• [REQUESTS]:
**a)** Please write out the skyscraper review again from "The following is" up to and including "not want not...", swapping "autumn" for "spring".
**b)** Carry the skyscraper review forward from its last sentence.

• [EXTRACTED TEXT]:
+-------+

Aspirational!

The following is a spiked book review from a while ago which this reminded me about. There'll be a long thing on Hadid, Parametricism and such sometime in the autumn, but the basic argument is below, so waste not want not...
That the tallest building in the world, the Burj Khalifa, was completed mere weeks after Dubai's defaults nearly caused a second financial crisis, was towering proof of the Skyscraper Index. This practically failsafe crash-predicting mechanism posits that the tallest building in the world is either erected as boom turns to bust, or finished during a recession. Showing the Emirate's usual keen sense of apocalyptic irony, a supertall residential skyscraper, designed by Switzerland-based tax exile Lord Foster actually called 'The Index', was recently finished in Dubai. Yet these built embodiments of the 2000s' financial hysteria, with their lack of visible means of support, their headiness, weightlessness and essential absurdity, were only the tip of a Titanic-crashing Iceberg of architectural fantasy, something handily and handsomely collected in Will Jones' Unbuilt Masterworks of the 21st Century, a compendium of projects so outrageous that neither Shenzhen oligarch or Ozymandian Sheikh would dare commission them.

+-------+

• [PROVIDED DATA]:

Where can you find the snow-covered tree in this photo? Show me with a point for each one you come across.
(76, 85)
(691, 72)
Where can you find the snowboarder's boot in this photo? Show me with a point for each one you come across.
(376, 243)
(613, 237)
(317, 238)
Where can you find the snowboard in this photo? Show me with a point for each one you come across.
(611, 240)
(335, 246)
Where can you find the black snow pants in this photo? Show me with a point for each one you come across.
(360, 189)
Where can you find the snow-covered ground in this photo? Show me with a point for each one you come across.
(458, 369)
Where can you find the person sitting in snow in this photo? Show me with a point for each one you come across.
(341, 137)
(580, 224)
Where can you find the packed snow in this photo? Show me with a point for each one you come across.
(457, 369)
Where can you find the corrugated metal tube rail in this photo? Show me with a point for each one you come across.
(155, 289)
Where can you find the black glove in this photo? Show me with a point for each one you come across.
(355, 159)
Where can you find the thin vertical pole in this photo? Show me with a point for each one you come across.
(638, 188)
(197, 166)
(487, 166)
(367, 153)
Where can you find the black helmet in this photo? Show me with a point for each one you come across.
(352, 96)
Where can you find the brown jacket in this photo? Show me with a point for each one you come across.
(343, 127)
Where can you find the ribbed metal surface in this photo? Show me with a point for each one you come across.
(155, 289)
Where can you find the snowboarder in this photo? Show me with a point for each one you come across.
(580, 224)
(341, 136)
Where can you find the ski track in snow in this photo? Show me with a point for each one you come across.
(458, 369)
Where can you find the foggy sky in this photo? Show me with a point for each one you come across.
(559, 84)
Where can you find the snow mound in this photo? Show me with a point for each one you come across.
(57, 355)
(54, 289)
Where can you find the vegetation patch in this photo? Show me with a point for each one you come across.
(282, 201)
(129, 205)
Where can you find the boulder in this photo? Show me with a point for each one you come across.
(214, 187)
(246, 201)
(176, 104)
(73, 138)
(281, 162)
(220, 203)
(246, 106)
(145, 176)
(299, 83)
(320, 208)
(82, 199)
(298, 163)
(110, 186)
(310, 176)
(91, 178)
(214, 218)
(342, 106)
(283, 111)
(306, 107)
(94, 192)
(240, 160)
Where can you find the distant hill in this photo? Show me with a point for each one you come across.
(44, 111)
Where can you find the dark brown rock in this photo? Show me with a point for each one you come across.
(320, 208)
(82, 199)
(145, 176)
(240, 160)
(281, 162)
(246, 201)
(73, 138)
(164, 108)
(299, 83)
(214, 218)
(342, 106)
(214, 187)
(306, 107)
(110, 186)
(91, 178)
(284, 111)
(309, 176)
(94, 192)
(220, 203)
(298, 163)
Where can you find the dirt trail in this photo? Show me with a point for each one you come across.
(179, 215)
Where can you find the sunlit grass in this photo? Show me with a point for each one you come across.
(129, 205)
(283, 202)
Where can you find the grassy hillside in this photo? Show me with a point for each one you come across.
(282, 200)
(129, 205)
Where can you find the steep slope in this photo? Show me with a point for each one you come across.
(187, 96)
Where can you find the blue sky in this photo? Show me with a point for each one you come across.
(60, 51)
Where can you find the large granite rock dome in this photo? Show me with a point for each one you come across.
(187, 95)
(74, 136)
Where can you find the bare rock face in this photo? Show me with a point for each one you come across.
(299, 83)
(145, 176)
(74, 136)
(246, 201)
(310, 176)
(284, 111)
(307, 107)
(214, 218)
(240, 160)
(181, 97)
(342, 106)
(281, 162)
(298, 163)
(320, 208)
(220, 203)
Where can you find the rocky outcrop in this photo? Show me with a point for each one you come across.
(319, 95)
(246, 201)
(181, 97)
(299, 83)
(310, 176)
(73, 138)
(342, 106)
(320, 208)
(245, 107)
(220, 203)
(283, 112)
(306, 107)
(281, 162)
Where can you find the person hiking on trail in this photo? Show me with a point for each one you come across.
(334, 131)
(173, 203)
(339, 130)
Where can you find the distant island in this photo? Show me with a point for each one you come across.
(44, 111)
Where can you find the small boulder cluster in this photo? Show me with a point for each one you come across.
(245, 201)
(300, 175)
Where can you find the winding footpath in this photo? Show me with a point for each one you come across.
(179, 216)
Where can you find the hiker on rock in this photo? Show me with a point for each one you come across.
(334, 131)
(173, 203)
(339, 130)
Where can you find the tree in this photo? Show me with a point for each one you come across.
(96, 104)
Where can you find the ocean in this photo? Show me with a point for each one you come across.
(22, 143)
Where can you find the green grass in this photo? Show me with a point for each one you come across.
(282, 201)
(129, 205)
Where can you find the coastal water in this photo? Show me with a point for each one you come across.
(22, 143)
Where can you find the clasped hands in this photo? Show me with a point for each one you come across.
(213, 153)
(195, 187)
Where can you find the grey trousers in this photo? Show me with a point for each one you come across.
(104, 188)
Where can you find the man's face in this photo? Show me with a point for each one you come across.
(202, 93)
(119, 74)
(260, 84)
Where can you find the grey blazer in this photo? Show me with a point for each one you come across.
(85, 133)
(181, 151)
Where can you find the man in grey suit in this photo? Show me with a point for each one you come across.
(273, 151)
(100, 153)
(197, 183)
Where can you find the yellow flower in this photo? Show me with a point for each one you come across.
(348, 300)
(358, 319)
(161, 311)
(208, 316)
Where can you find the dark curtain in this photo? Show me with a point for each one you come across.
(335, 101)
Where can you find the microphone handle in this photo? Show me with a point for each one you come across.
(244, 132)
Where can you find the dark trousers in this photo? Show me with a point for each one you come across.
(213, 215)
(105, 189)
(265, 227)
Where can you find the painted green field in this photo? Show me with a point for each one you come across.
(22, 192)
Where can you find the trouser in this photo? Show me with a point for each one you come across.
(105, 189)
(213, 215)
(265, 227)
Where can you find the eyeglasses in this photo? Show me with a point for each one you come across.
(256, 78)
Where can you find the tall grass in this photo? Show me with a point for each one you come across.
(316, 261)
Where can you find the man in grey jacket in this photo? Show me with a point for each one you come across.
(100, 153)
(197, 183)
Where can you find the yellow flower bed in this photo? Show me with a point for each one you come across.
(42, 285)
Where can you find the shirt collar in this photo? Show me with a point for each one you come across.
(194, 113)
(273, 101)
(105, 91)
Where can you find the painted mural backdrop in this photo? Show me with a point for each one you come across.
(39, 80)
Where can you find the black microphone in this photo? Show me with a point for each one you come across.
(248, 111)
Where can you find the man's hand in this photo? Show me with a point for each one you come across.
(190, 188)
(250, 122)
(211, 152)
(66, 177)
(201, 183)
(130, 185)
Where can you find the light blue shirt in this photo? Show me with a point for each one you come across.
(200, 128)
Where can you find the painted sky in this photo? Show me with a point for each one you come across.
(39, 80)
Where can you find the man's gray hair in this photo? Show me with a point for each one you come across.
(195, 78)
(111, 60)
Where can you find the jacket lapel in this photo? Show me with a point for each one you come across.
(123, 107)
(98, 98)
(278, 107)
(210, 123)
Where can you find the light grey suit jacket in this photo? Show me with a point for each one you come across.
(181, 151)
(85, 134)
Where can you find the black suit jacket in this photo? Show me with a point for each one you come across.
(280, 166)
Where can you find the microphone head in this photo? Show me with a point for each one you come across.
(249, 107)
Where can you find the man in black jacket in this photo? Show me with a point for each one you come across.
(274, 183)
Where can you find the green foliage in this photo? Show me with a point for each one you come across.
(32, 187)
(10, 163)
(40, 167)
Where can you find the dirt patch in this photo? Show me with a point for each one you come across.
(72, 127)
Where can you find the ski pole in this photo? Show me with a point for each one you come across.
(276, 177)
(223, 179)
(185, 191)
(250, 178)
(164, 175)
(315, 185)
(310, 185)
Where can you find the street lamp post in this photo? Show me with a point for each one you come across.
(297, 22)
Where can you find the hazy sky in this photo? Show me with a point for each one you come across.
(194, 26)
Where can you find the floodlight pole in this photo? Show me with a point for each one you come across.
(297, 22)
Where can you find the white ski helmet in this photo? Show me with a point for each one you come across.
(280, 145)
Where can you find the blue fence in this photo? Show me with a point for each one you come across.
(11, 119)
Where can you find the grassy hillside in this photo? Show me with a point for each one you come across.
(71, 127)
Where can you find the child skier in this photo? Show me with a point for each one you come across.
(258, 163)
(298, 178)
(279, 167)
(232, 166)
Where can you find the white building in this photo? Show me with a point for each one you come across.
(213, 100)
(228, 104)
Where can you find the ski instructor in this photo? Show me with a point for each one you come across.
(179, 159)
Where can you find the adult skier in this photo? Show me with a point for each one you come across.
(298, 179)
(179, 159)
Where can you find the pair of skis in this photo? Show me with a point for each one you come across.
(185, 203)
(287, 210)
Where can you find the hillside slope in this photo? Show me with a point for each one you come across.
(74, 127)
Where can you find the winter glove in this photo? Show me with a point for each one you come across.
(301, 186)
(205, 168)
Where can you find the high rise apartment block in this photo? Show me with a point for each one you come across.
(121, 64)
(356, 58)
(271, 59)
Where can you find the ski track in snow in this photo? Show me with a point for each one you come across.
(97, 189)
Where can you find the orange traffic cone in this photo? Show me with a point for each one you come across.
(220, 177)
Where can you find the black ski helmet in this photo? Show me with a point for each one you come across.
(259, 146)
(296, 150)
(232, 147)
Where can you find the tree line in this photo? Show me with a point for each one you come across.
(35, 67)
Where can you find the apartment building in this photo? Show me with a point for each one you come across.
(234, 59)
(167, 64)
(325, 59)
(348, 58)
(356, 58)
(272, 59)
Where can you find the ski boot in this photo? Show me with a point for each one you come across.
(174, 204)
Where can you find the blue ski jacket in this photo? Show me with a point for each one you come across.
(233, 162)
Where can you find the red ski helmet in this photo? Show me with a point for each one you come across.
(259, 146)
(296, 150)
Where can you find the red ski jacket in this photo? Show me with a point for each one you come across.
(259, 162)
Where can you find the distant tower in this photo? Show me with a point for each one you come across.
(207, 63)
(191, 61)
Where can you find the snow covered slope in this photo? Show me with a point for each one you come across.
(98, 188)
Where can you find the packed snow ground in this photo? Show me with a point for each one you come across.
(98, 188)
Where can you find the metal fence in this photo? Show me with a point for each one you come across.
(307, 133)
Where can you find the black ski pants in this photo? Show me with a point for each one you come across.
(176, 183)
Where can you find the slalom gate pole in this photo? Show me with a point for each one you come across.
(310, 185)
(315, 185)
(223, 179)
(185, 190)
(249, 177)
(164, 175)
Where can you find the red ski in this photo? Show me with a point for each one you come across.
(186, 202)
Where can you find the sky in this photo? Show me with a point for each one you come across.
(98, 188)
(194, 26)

+-------+

• [TASK-BY-TASK ANSWERS]:
**a)**
The following is a spiked book review from a while ago which this reminded me about. There'll be a long thing on Hadid, Parametricism and such sometime in the spring, but the basic argument is below, so waste not want not...

**b)**
Such are the places for which these buildings are proposed. Jones notes that these kind of structures are seldom suggested for London, as it is 'strangled by political and heritage organisations', which is an interesting euphemism for 'retains some vestiges of representative democracy'. The first project here, the Arabian Performance Venue by the Anglo-Cantonese firm Aedas (responsible for some astoundingly bland towers in Leeds, Liverpool, Manchester) is typical of these unbuilt masterworks – 'occupying its own island in the middle of a nature reserve' (artificial islands are a persistent feature here), it is a series of glass tendrils crawling, triffid-like, from a platform on stilts, with the desert sun giving the glazing a golden sheen. It's lurid, apocalyptic, ludicrous. The Island fixation has a fairly clear unconscious motivation – easily defended against intruders – and even Britain has its own unbuilt island settlement in the book, financially embarrassed property developers Urban Splash's Birnbeck Island. Jones writes of the various mechanical features in the latter that 'it appears to 'work'', and this is another recurring feature – buildings that seem to be in motion, that seem to do things, which seem to be machines – or lifeforms – in themselves, although this is usually a matter of appearance than reality.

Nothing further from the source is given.